* [Required work]: Set out exactly, line by line, the stretch of data below that begins at the line containing "Query: blurred green background" and ends at the line containing "The function MUST return, for every instance of the grassy", with both ends kept.

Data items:
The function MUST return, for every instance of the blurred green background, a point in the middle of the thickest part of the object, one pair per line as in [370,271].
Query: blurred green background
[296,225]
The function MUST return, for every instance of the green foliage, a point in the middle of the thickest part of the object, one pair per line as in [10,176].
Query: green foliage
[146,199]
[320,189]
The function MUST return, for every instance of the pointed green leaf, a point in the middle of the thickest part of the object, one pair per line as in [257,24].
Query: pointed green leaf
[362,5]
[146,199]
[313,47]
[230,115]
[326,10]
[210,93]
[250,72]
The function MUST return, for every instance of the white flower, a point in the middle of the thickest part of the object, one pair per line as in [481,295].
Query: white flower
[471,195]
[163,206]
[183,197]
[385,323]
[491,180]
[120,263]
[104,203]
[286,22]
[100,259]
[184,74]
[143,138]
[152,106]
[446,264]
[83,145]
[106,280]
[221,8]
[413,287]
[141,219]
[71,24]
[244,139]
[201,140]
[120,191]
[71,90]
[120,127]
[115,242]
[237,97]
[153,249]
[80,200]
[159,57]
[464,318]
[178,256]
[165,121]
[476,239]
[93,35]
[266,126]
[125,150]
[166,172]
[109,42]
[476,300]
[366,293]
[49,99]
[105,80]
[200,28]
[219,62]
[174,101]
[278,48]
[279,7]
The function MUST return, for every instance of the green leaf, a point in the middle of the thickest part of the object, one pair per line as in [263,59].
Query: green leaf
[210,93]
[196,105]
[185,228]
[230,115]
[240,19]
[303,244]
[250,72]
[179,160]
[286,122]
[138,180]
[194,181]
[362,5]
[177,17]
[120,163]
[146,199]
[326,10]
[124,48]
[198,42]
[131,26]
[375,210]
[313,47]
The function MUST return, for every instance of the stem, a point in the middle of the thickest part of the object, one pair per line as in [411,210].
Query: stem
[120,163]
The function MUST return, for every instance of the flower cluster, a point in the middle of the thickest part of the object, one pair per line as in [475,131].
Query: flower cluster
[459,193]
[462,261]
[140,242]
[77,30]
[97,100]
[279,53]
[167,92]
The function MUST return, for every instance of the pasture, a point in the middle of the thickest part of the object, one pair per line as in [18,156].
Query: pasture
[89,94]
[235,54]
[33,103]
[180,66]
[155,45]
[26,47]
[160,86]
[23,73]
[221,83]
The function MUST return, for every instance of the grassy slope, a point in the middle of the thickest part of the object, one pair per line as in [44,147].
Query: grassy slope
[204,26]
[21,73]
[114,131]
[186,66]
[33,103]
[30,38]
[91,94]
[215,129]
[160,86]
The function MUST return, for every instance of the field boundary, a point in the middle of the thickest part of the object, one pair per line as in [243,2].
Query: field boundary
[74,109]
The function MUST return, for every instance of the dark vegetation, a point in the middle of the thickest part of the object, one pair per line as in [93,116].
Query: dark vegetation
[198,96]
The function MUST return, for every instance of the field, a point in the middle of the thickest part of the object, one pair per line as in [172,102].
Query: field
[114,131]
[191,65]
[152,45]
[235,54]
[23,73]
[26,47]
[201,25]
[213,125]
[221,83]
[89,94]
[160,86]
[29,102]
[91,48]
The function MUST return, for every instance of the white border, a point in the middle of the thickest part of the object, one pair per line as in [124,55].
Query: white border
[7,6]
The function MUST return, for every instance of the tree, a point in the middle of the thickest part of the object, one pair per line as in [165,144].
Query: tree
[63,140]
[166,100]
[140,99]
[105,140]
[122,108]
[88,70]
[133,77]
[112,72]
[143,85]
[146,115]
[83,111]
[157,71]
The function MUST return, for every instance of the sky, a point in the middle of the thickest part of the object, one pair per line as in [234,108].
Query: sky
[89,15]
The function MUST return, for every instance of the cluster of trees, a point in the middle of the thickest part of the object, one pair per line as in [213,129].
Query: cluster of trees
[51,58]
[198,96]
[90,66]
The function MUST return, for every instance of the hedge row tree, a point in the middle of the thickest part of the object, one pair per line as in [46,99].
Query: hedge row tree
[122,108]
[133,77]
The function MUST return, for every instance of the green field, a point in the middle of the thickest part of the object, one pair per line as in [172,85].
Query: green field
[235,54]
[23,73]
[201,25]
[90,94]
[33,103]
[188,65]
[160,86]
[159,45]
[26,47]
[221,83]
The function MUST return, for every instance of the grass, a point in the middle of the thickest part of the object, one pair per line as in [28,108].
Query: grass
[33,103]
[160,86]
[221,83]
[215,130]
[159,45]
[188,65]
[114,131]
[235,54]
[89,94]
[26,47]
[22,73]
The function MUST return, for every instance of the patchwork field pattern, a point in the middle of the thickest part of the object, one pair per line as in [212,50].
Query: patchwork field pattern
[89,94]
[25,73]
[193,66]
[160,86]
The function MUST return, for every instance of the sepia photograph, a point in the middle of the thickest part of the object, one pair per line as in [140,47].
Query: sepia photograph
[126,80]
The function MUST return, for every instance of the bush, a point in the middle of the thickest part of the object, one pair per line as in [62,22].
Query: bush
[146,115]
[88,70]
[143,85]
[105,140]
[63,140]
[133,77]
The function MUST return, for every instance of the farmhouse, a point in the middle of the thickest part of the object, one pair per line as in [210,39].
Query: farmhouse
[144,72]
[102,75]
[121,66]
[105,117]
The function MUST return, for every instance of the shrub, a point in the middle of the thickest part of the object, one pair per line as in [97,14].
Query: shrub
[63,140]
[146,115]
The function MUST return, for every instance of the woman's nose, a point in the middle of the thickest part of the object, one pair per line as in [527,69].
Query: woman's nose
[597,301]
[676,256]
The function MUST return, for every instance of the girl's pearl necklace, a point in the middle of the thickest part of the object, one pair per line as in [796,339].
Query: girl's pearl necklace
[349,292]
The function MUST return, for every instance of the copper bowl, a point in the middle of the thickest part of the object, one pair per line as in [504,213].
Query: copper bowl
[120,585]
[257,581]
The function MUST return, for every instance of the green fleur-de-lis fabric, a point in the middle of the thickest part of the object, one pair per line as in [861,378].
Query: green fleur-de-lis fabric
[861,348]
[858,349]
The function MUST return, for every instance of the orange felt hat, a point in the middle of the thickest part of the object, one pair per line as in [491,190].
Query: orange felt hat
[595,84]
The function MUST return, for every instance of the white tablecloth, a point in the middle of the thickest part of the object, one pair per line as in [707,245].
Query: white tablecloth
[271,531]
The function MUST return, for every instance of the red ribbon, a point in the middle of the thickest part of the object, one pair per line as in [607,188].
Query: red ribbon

* [Written response]:
Query: blurred green background
[296,225]
The function MUST return, for every instance of the green foliage, a point in the middle of the thickest part of the object, one pair per line as in [10,176].
Query: green foliage
[146,199]
[320,189]
The function MUST return, for every instance of the pointed green leaf, a point in the middle of the thickest part of the object, one pair per line as in [257,24].
Query: pointed green leaf
[362,5]
[146,199]
[313,47]
[230,115]
[326,10]
[210,93]
[250,72]
The function MUST return, for every instance of the white flower, a point in the middle of the thickest part of the object, one pair per line as in [481,295].
Query: white flower
[471,195]
[163,206]
[183,197]
[385,323]
[491,180]
[120,263]
[104,203]
[286,22]
[100,259]
[184,74]
[143,138]
[152,106]
[446,264]
[83,145]
[106,280]
[221,8]
[413,287]
[141,219]
[71,24]
[244,139]
[201,140]
[120,191]
[71,90]
[120,127]
[115,242]
[237,97]
[153,249]
[80,200]
[159,57]
[464,318]
[178,256]
[165,121]
[476,239]
[93,35]
[266,126]
[125,150]
[166,172]
[109,42]
[476,300]
[366,293]
[49,99]
[105,80]
[200,28]
[219,62]
[174,101]
[278,48]
[279,7]
The function MUST return, for every instance of the green leaf, a point in the middle of the thickest part of the object, one pair per line as in [263,59].
Query: green leaf
[210,93]
[196,105]
[185,228]
[230,115]
[240,19]
[303,244]
[250,72]
[179,160]
[286,122]
[138,180]
[194,181]
[362,5]
[177,17]
[120,163]
[146,199]
[326,10]
[124,48]
[198,42]
[131,26]
[375,210]
[313,47]
The function MUST return, for every instance of the stem, a point in the middle of the thickest part of the object, one pair per line as in [411,210].
Query: stem
[120,163]
The function MUST return, for every instance of the flower cluster, a point in the middle of the thickest part of the object, one pair per line as in [475,131].
Query: flower cluster
[459,193]
[462,261]
[140,242]
[77,30]
[97,100]
[279,53]
[167,92]
The function MUST return, for every instance of the pasture, a point in the middle of the thickest part of the object, one pair per line as in [18,156].
Query: pasture
[89,94]
[235,54]
[33,103]
[180,66]
[155,45]
[26,47]
[160,86]
[23,73]
[221,83]
The function MUST return, for every instance of the grassy slope, a point in the middle of the thickest part of the object, one pair per line as in [44,147].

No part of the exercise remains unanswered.